## Passage to read
----------

After sorting myself out a bit, I went back to peering out the windows and doors of my house. Observing the behavior of the animals who inhabit my yard is always interesting and was a boon during the winter months of 2020 and 2021. Today finally brought seasonal temperatures for January, rather than the mild ones which have lingered through November and December. The chilly air brought multiple bird species to feast at my feeders. The icy glaze on the glass through which I was shooting make for blurry pictures, but I like them anyway.
I did venture out into the cold. Fresh air is a critical necessity in maintaining a healthy mental balance. Despite the biting temperature, the draw of my garden is still strong. I poked around, looking for bits of color, planning for the empty spaces which invariably pop up every year. I garden both economically and defensively these days. My back hallway is full of rhizomes and seeds I pulled from the ground in the fall. They’ll all go back in after the danger of frost is gone. So far I’ve been lucky with cannas, dahlias, milkweed and tithonia sunflowers. Each success feels like a small triumph over endless consumerism. I’m also trying to plant in a way that holds down the amount of weed pulling which always faces those of us who love the dirt. There are ways to subvert those pesky volunteers.

----------

## Record set

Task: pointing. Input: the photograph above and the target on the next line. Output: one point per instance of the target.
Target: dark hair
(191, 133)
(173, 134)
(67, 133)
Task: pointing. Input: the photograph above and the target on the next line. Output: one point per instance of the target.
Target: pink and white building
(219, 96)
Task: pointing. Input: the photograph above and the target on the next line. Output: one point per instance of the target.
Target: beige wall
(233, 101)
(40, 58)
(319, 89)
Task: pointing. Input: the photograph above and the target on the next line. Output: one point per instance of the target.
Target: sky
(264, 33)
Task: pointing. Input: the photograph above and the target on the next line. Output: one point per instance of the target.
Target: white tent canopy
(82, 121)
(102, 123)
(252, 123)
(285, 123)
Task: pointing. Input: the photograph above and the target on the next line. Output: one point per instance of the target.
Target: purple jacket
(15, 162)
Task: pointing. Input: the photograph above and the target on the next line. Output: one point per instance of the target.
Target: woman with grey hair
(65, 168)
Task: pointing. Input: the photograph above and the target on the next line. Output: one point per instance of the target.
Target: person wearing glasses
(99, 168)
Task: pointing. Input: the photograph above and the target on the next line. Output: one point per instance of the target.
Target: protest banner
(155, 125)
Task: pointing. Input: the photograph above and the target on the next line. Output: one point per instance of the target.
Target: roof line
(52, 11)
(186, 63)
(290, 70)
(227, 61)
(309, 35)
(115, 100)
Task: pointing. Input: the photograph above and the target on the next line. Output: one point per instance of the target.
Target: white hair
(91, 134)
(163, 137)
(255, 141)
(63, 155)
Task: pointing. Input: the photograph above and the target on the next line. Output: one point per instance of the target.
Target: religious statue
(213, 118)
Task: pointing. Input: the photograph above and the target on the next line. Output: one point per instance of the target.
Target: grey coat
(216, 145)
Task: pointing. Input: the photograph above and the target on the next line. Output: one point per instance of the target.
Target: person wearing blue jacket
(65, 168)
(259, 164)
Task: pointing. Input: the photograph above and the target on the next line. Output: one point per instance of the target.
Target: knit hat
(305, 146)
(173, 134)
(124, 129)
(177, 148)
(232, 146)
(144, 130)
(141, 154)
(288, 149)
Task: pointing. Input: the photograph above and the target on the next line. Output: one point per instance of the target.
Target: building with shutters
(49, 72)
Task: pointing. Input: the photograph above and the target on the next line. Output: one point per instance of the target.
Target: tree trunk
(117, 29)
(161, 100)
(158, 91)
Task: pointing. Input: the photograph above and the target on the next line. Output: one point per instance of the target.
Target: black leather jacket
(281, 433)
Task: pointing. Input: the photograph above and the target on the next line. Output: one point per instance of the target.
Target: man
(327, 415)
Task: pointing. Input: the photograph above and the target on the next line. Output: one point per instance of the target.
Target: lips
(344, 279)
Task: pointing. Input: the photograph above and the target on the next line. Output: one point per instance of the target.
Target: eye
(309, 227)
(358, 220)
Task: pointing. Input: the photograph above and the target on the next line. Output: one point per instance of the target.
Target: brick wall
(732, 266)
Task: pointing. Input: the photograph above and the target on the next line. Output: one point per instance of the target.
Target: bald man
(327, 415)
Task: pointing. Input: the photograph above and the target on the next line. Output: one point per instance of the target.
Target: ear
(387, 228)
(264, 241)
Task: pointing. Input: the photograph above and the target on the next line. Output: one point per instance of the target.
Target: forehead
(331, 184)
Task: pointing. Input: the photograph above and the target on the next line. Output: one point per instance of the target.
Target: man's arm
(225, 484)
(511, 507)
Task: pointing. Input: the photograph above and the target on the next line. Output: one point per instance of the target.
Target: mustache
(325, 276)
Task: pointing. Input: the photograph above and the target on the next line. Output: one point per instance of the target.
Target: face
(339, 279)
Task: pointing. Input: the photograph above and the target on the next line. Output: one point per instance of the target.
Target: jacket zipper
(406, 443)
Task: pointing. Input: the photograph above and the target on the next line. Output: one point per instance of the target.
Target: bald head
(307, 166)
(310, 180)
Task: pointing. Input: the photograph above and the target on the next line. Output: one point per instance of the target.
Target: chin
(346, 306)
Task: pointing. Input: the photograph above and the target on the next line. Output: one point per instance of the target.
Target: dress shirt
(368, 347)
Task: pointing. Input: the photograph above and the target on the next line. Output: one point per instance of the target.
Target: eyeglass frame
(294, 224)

----------

## Instructions for the task
Please name the plants the garden passage says the writer has been lucky with so far. The rows are separate material, unrelated to the garden passage.

## Task answer
Cannas, dahlias, milkweed and tithonia sunflowers.